╔══

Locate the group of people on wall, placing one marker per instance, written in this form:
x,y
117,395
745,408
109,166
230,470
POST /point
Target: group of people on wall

╚══

## Exercise prompt
What is the number of lines in the records holding "wall"? Give the number alone.

## Final answer
2